Пример #1
0
        public override bool IncrementToken()
        {
            ClearAttributes();
            int length      = 0;
            int start       = -1; // this variable is always initialized
            int end_Renamed = -1;

            char[] buffer = termAtt.Buffer();
            while (true)
            {
                if (bufferIndex >= dataLen)
                {
                    offset += dataLen;
                    charUtils.fill(ioBuffer, input); // read supplementary char aware with CharacterUtils
                    if (ioBuffer.Length == 0)
                    {
                        dataLen = 0; // so next offset += dataLen won't decrement offset
                        if (length > 0)
                        {
                            break;
                        }
                        else
                        {
                            finalOffset = CorrectOffset(offset);
                            return(false);
                        }
                    }
                    dataLen     = ioBuffer.Length;
                    bufferIndex = 0;
                }
                // use CharacterUtils here to support < 3.1 UTF-16 code unit behavior if the char based methods are gone
                int c         = charUtils.codePointAt(ioBuffer.Buffer, bufferIndex, ioBuffer.Length);
                int charCount = Character.CharCount(c);
                bufferIndex += charCount;

                if (isTokenChar(c))  // if it's a token char
                {
                    if (length == 0) // start of token
                    {
                        Debug.Assert(start == -1);
                        start       = offset + bufferIndex - charCount;
                        end_Renamed = start;
                    } // check if a supplementary could run out of bounds
                    else if (length >= buffer.Length - 1)
                    {
                        buffer = termAtt.ResizeBuffer(2 + length); // make sure a supplementary fits in the buffer
                    }
                    end_Renamed += charCount;
                    length      += Character.ToChars(Normalize(c), buffer, length); // buffer it, normalized
                    if (length >= MAX_WORD_LEN)                                     // buffer overflow! make sure to check for >= surrogate pair could break == test
                    {
                        break;
                    }
                } // at non-Letter w/ chars
                else if (length > 0)
                {
                    break; // return 'em
                }
            }

            termAtt.Length = length;
            Debug.Assert(start != -1);
            offsetAtt.SetOffset(CorrectOffset(start), finalOffset = CorrectOffset(end_Renamed));
            return(true);
        }

[Assigned task 1]:
Print the IncrementToken method from "char[] buffer = termAtt.Buffer();" to "(ioBuffer.Length == 0)".
[Assigned task 2]:
In the IncrementToken method, why does the code call "termAtt.ResizeBuffer(2 + length)" when length is at least buffer.Length - 1? Reply in one to three sentences.

(Saved entries)

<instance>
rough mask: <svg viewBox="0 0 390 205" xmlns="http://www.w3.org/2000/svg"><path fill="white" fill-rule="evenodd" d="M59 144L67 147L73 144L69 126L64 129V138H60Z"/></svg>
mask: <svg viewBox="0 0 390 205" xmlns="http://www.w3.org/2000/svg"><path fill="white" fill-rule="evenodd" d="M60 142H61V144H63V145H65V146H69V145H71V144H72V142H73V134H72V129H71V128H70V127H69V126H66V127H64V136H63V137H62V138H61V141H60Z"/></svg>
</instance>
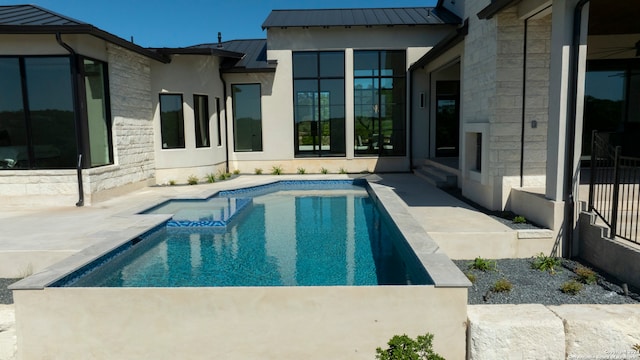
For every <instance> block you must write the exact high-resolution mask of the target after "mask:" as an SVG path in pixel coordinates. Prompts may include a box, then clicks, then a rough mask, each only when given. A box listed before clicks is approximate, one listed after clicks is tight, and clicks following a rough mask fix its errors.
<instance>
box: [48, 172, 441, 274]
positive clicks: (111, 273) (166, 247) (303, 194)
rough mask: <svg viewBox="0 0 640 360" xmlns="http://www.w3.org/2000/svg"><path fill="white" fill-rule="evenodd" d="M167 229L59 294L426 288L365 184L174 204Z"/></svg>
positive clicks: (292, 190) (273, 190) (273, 193)
mask: <svg viewBox="0 0 640 360" xmlns="http://www.w3.org/2000/svg"><path fill="white" fill-rule="evenodd" d="M147 213H171V214H174V215H173V218H172V219H171V220H170V221H169V222H168V223H167V224H165V226H162V227H159V228H157V229H154V230H153V231H151V232H149V233H148V234H146V235H144V236H143V237H142V238H141V239H136V240H135V241H132V242H129V243H127V244H125V245H123V246H122V247H121V248H120V249H118V250H117V251H115V252H113V253H112V254H109V255H107V256H106V257H104V258H102V259H99V260H98V261H97V264H93V265H90V266H88V267H85V268H84V269H81V270H79V271H77V272H75V273H74V274H71V275H69V276H67V277H66V278H64V279H62V280H60V281H59V282H58V283H57V284H55V285H56V286H92V287H189V286H198V287H202V286H336V285H400V284H429V283H431V281H430V279H429V276H428V274H427V273H426V271H425V270H424V268H423V267H422V265H421V264H420V263H419V261H418V260H417V258H416V257H415V255H413V253H412V251H411V250H410V249H409V247H408V245H407V244H406V242H405V241H404V239H403V238H402V236H401V235H400V233H399V231H398V230H397V228H396V227H395V225H394V224H393V223H392V222H391V220H390V219H389V218H388V216H385V215H384V213H383V212H382V211H381V210H380V209H379V208H378V206H377V204H376V202H375V201H374V199H372V198H371V197H370V196H369V194H368V192H367V188H366V184H365V185H363V186H361V185H355V184H353V183H352V182H351V181H349V182H344V181H343V182H336V181H332V182H318V181H315V182H301V181H297V182H280V183H277V184H276V185H270V186H261V187H257V188H251V189H242V190H238V191H230V192H222V193H219V194H217V195H216V196H214V197H212V198H210V199H207V200H204V201H203V200H198V201H197V200H173V201H169V202H166V203H163V204H160V205H159V206H156V207H154V208H152V209H149V210H148V211H147Z"/></svg>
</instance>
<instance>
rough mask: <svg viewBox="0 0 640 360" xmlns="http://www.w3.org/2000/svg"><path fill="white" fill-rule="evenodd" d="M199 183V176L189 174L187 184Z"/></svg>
mask: <svg viewBox="0 0 640 360" xmlns="http://www.w3.org/2000/svg"><path fill="white" fill-rule="evenodd" d="M197 183H198V177H197V176H195V175H189V177H188V178H187V184H189V185H195V184H197Z"/></svg>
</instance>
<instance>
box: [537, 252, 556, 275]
mask: <svg viewBox="0 0 640 360" xmlns="http://www.w3.org/2000/svg"><path fill="white" fill-rule="evenodd" d="M561 263H562V261H561V260H560V258H557V257H555V256H547V255H545V254H543V253H540V254H538V255H536V256H535V258H534V259H533V262H532V263H531V267H532V268H534V269H536V270H540V271H548V272H550V273H551V274H555V273H556V267H558V266H560V264H561Z"/></svg>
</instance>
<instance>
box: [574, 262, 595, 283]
mask: <svg viewBox="0 0 640 360" xmlns="http://www.w3.org/2000/svg"><path fill="white" fill-rule="evenodd" d="M574 272H575V273H576V275H577V276H578V281H580V282H581V283H583V284H595V283H596V281H597V280H598V276H597V275H596V272H595V271H593V270H591V269H589V268H588V267H586V266H582V265H578V267H577V268H576V269H575V270H574Z"/></svg>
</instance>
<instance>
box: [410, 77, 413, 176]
mask: <svg viewBox="0 0 640 360" xmlns="http://www.w3.org/2000/svg"><path fill="white" fill-rule="evenodd" d="M409 172H413V70H410V71H409Z"/></svg>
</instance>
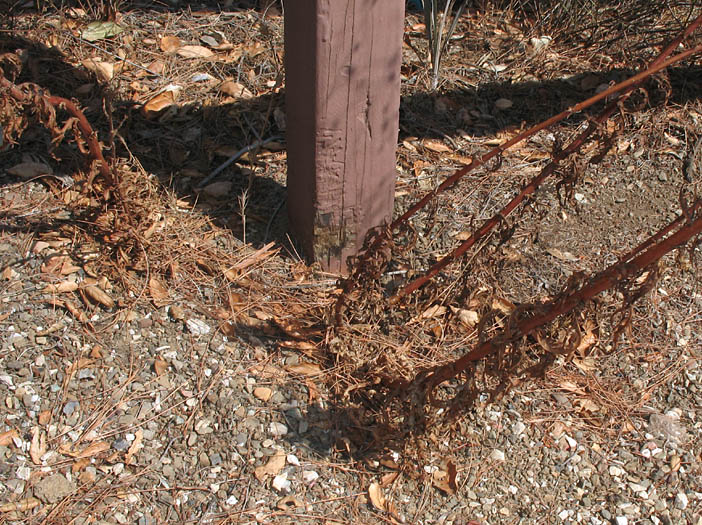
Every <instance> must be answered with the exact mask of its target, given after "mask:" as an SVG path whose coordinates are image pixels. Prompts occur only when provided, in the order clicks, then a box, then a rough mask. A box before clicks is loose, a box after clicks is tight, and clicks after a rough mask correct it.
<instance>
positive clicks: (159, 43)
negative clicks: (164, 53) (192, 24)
mask: <svg viewBox="0 0 702 525" xmlns="http://www.w3.org/2000/svg"><path fill="white" fill-rule="evenodd" d="M181 45H183V44H182V42H181V41H180V38H178V37H177V36H174V35H166V36H164V37H163V38H161V41H160V42H159V47H160V48H161V51H163V52H164V53H172V52H173V51H175V50H177V49H178V48H179V47H180V46H181Z"/></svg>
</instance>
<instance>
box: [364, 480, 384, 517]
mask: <svg viewBox="0 0 702 525" xmlns="http://www.w3.org/2000/svg"><path fill="white" fill-rule="evenodd" d="M368 497H369V498H370V500H371V503H372V504H373V506H374V507H375V508H376V509H378V510H381V511H383V512H384V511H386V510H387V502H386V501H385V495H384V494H383V489H381V488H380V485H379V484H378V483H375V482H373V483H371V484H370V487H368Z"/></svg>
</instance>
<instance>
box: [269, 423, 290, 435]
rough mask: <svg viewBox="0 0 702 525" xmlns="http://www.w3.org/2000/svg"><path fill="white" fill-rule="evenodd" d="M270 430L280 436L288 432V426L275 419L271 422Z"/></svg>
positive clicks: (271, 432) (273, 434) (286, 433)
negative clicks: (285, 425)
mask: <svg viewBox="0 0 702 525" xmlns="http://www.w3.org/2000/svg"><path fill="white" fill-rule="evenodd" d="M268 431H269V432H270V433H271V434H273V435H274V436H276V437H280V436H284V435H285V434H287V433H288V427H286V426H285V425H283V424H282V423H278V422H276V421H274V422H273V423H271V426H270V427H269V429H268Z"/></svg>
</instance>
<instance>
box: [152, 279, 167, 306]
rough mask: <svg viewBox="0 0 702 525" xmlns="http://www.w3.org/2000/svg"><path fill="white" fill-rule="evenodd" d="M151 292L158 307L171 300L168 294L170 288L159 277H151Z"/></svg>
mask: <svg viewBox="0 0 702 525" xmlns="http://www.w3.org/2000/svg"><path fill="white" fill-rule="evenodd" d="M149 293H150V294H151V300H152V301H153V302H154V305H155V306H156V307H157V308H160V307H161V306H165V305H167V304H169V303H170V302H171V299H170V297H169V295H168V288H166V285H165V284H163V283H162V282H161V281H160V280H159V279H158V277H151V278H150V279H149Z"/></svg>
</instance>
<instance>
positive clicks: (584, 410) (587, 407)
mask: <svg viewBox="0 0 702 525" xmlns="http://www.w3.org/2000/svg"><path fill="white" fill-rule="evenodd" d="M575 405H576V406H577V407H578V408H579V409H580V411H581V412H591V413H593V414H594V413H595V412H599V411H600V406H599V405H598V404H597V403H595V402H594V401H592V400H591V399H588V398H583V399H576V400H575Z"/></svg>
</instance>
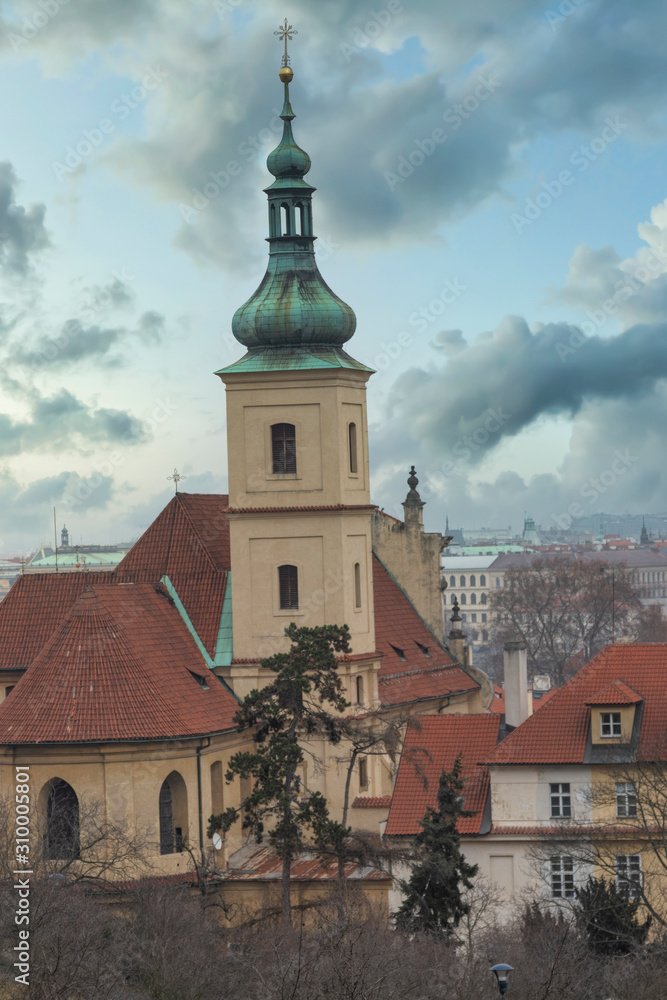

[Response 1]:
char[] buffer = termAtt.Buffer();
            while (true)
            {
                if (bufferIndex >= dataLen)
                {
                    offset += dataLen;
                    charUtils.fill(ioBuffer, input); // read supplementary char aware with CharacterUtils
                    if (ioBuffer.Length == 0)

[Response 2]:
The resize makes sure a supplementary character fits in the buffer. The condition before it checks whether a supplementary character could run out of bounds.